_TO BE DONE_: The required output is the exact sequence of lines from the line holding "In the photo above, where can the wooden railing" to the end of the records, inclusive.

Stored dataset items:
--- Start ---

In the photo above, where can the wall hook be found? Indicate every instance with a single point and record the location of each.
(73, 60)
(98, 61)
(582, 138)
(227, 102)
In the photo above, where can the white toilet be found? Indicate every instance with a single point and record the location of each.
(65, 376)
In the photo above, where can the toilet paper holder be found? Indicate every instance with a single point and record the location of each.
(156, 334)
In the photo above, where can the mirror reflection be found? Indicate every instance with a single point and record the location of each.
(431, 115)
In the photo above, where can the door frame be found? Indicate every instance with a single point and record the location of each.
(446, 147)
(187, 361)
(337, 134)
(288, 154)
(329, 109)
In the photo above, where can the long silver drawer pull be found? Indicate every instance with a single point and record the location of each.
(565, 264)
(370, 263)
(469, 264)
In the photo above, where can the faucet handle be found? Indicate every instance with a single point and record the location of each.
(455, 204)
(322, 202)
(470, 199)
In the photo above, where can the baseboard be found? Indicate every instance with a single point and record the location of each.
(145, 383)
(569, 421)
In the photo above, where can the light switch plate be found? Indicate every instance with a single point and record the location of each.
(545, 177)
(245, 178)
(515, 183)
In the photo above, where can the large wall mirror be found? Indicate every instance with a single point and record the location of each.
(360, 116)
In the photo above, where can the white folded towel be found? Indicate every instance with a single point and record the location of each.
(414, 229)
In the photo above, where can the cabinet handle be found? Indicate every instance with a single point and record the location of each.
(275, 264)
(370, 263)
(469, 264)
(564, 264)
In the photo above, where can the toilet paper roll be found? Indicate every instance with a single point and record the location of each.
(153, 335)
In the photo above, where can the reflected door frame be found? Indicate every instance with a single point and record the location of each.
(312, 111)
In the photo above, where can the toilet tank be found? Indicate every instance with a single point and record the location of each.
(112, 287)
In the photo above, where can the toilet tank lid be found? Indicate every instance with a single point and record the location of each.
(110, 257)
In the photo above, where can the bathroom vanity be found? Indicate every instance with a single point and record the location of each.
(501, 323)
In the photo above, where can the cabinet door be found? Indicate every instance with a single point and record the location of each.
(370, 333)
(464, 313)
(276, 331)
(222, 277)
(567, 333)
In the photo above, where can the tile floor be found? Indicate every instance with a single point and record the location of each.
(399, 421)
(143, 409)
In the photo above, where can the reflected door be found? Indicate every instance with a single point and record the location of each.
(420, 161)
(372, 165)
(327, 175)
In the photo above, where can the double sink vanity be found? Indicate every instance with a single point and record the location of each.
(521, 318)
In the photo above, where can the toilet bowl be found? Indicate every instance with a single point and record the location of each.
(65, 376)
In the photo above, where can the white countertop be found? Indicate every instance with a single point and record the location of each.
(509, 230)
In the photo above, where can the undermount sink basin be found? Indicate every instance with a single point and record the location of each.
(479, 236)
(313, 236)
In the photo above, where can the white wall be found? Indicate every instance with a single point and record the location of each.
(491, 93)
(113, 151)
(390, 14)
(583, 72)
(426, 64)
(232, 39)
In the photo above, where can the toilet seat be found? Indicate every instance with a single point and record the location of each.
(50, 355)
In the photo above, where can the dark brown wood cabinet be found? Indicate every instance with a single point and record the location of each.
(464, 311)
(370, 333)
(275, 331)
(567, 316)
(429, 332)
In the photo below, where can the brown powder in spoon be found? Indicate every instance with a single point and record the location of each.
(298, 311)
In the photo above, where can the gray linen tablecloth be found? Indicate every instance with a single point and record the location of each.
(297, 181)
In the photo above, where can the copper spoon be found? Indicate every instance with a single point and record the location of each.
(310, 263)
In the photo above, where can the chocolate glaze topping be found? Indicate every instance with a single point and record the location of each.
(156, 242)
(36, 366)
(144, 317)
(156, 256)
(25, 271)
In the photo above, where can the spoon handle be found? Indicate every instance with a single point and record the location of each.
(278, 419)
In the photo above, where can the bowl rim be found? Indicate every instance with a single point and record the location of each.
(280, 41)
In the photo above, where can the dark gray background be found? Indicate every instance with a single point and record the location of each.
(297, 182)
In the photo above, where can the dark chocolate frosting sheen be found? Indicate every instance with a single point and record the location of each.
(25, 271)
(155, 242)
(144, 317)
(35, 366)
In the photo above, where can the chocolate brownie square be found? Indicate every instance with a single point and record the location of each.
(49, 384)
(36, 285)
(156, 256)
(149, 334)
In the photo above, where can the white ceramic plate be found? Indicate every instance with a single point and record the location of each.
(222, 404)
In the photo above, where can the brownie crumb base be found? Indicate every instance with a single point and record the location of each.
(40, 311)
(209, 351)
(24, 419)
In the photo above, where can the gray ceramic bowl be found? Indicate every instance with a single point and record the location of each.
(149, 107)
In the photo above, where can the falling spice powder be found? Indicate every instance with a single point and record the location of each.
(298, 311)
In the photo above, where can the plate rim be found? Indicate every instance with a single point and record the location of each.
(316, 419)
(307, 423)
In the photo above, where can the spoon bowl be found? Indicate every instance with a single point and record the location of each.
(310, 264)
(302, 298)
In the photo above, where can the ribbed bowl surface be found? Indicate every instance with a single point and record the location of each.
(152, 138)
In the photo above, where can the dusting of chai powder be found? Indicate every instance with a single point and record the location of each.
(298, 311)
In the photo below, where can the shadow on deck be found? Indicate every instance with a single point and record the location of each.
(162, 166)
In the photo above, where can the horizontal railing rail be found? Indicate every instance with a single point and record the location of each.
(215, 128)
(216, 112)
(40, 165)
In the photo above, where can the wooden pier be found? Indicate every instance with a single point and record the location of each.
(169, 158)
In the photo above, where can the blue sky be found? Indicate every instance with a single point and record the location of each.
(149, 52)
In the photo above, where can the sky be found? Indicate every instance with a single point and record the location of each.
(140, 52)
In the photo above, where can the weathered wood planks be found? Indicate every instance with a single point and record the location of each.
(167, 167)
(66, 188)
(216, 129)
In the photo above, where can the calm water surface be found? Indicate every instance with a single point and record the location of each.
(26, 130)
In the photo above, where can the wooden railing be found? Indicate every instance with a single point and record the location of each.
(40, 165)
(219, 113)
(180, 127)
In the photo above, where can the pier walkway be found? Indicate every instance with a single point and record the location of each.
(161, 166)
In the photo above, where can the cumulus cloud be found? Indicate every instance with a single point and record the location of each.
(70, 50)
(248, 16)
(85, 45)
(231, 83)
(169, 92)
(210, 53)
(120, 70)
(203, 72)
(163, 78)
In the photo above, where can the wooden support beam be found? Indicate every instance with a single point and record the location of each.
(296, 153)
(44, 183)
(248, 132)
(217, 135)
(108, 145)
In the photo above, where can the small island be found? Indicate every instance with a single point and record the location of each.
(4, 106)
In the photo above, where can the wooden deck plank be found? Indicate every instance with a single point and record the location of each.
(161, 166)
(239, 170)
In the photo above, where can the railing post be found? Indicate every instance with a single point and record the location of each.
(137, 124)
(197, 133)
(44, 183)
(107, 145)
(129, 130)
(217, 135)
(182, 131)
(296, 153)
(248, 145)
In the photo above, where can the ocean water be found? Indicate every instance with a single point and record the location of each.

--- End ---

_TASK ANSWER_:
In the photo above, where can the wooden railing be found? Indicate every instance with a single point and record the location of each.
(40, 165)
(219, 113)
(180, 127)
In the photo above, where can the pier walkway be found? Indicate every instance with a single point and record the location of each.
(161, 166)
In the photo above, where can the cumulus cloud be found? Indicate every instance with a single point and record the location of each.
(70, 50)
(248, 16)
(85, 45)
(231, 83)
(169, 92)
(210, 53)
(120, 70)
(203, 72)
(163, 78)
In the photo above, where can the wooden support beam be found? Indicate every instance with a single point and record the location of each.
(296, 153)
(44, 183)
(248, 132)
(217, 135)
(108, 145)
In the photo above, where can the small island be found? Indicate every instance with a single point and record the location of each.
(4, 106)
In the photo above, where can the wooden deck plank be found? Indicate every instance with a single point and record the location of each.
(161, 166)
(239, 170)
In the photo above, where can the railing post be found? Indicate every instance with a single point and record the location of each.
(137, 124)
(197, 133)
(44, 183)
(107, 145)
(129, 130)
(217, 135)
(182, 131)
(296, 153)
(248, 145)
In the photo above, where can the ocean water be found? Indicate every instance with a single point and record the location of each.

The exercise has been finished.